Untersuchte Rezension:
-------
Rezension von Ralf Steinberg

 

Verlagsinfo:

Utopisch, satirisch, visionär, rasant, bezaubernd, geheimnisvoll ... ganz und gar fantastisch sind die Erzählungen Robert Sheckleys, der schon vor Jahrzehnten die Welt der Zukunft akkurat beschrieben hat. Erstmals in einem Band gesammelt und komplett neu übersetzt - die besten Erzählungen eines einzigartigen Genies.

 

Rezension:

Der amerikanische SF-Autor Robert Sheckley wird oft als einer der ganz Großen des Genres bezeichnet. Im Rahmen seiner Meisterwerke-Reihe veröffentlicht Heyne nun einen Mix aus frühen Erzählungen, einem Roman und dreier Stories aus den Siebzigern. Die Auswahl ist zumindest diskussionswürdig, jedoch sollte man froh sein, dass es Sheckley endlich einmal wieder in die Liste der Neuerscheinungen gebracht hat, denn das hat er tatsächlich verdient, wovon man sich nun selbst überzeugen kann.

 

Die SF-Geschichten der 50er sprühen über vor fantastischen Ideen, die uns heute zwar nicht unbedingt besonders neu vorkommen, aber in Hinblick auf ihre Entstehungszeit mehr als nostalgische Gefühle wecken. Stilistisch jedoch sind sie immer noch erstaunlich lesenswert. In seinem Vorwort wies Harry Harrison darauf hin, wie unterschiedlich der Duktus der einzelnen Stories ist, stets angepasst an den Inhalt. Diese spezielle Kunstfertigkeit, das explizite Eingehen auf die sprachlichen Bedürfnisse der Handlung führen besonders bei den Stories, die aus der Sicht von Aliens geschrieben wurden, zu einer beeindruckenden Natürlichkeit.

 

Dabei sind nicht alle Geschichten reine SF. Fütterungszeit ist eher eine typische Pointenstory mit phantastischem Aufhänger, zudem auch vorhersehbar.
-------
Aufgabenstellung: Wer hat laut der Rezension das Vorwort zu der Sammlung von Robert Sheckleys Erzählungen verfasst? Die anschließenden Daten stehen in keinem Zusammenhang mit der Rezension.

Inhalt der Daten:
-------
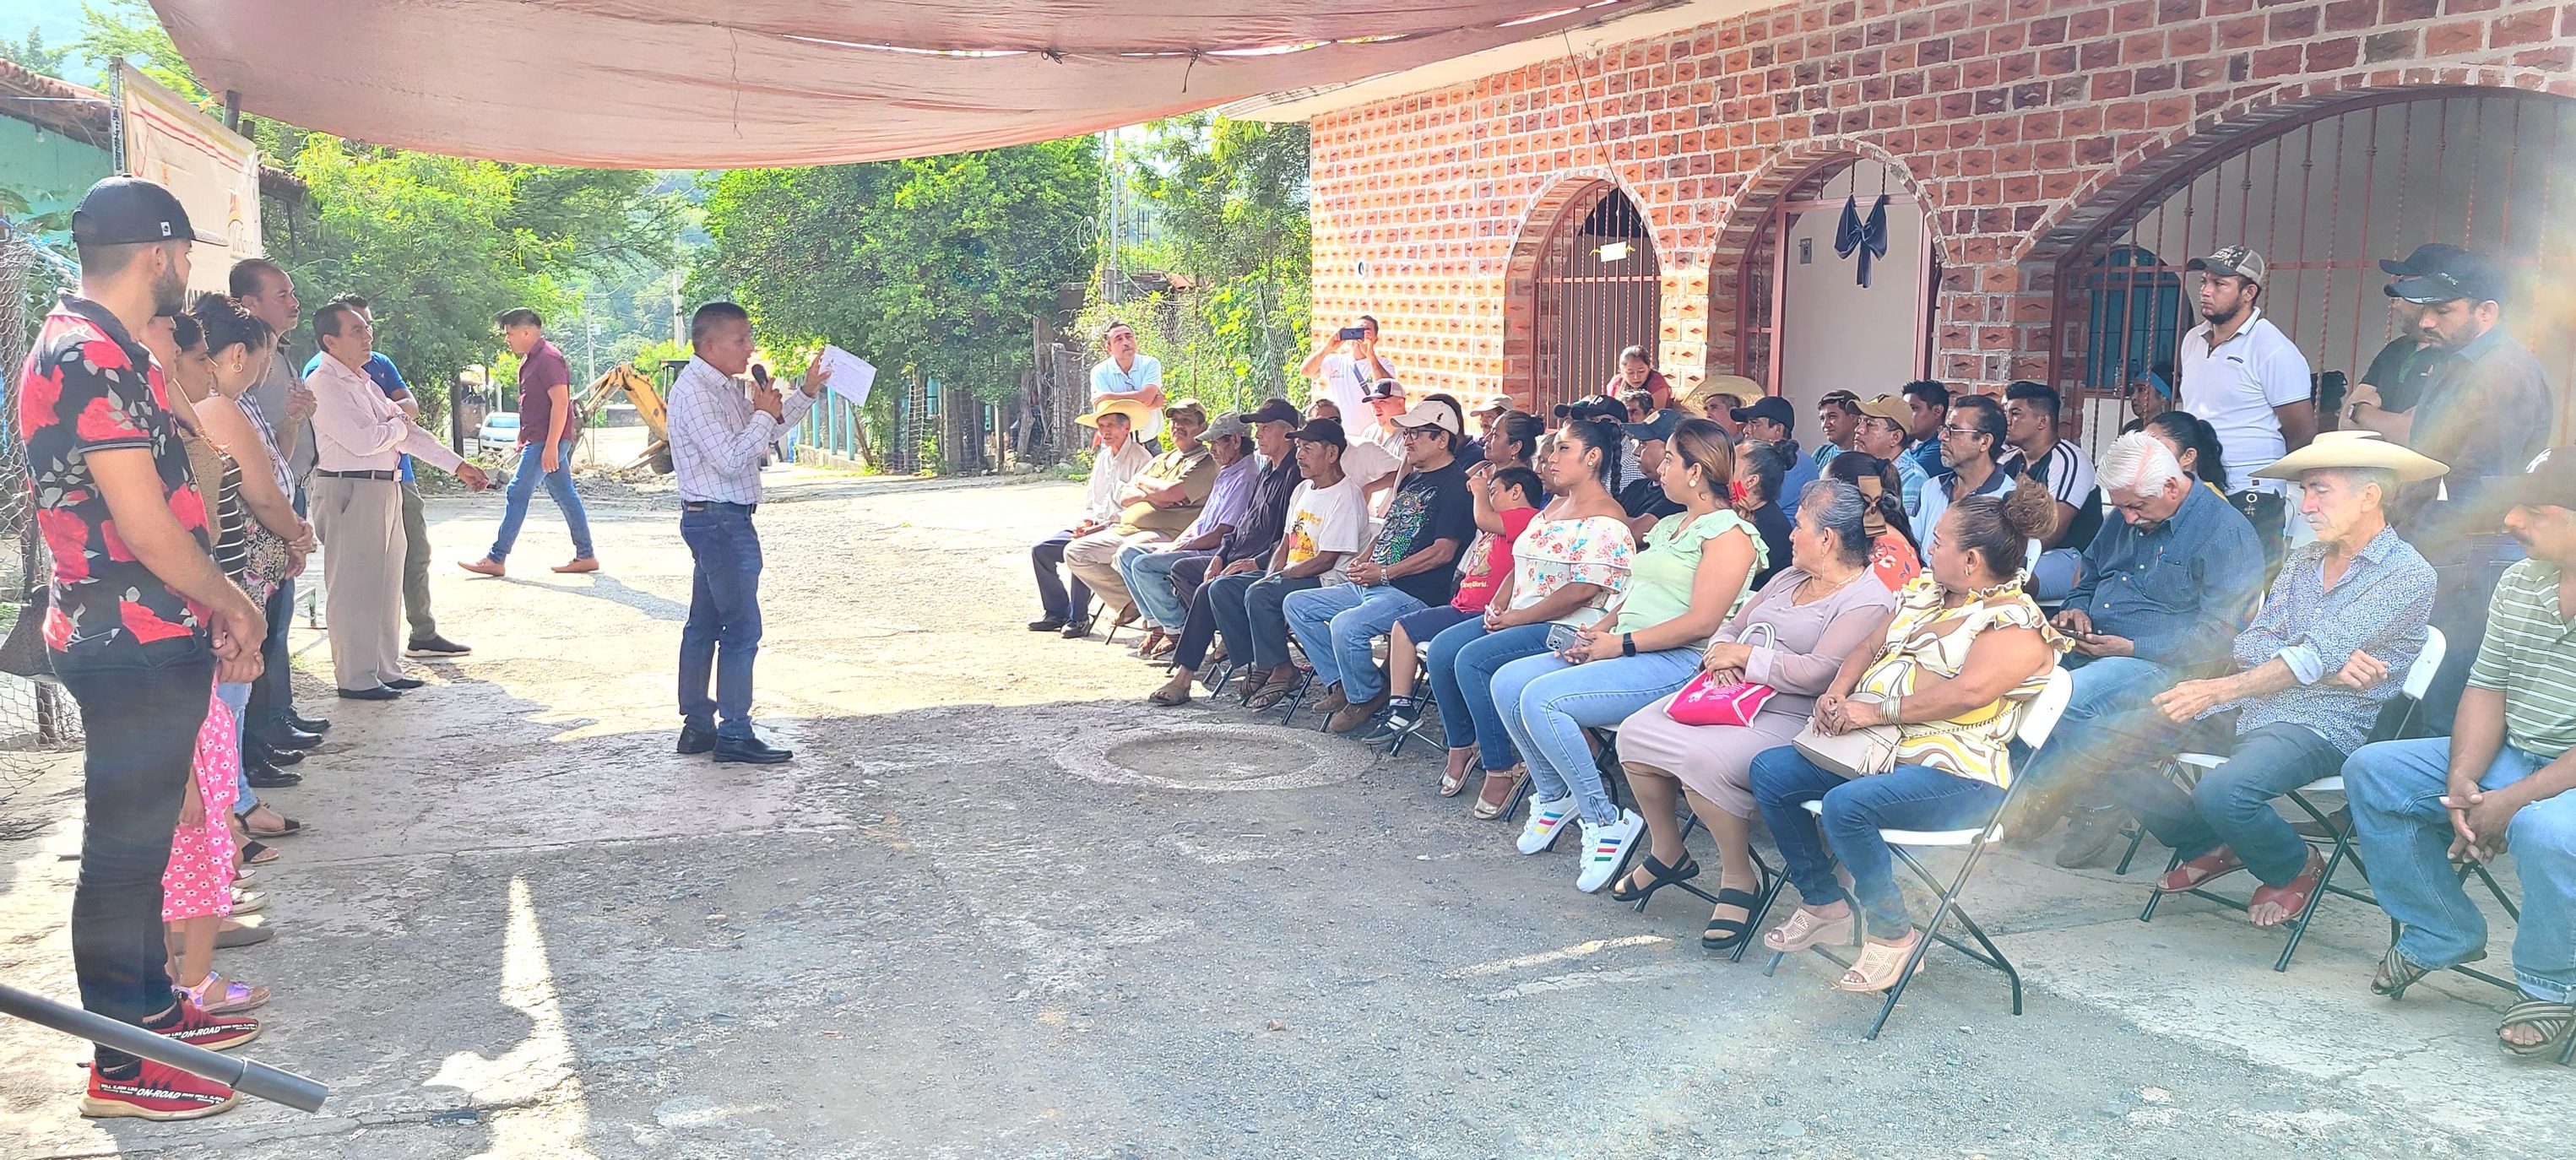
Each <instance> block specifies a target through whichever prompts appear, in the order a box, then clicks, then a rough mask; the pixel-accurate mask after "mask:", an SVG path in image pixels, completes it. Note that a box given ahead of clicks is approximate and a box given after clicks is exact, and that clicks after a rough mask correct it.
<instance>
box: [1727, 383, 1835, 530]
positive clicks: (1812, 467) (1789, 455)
-------
Antwort: Harry Harrison.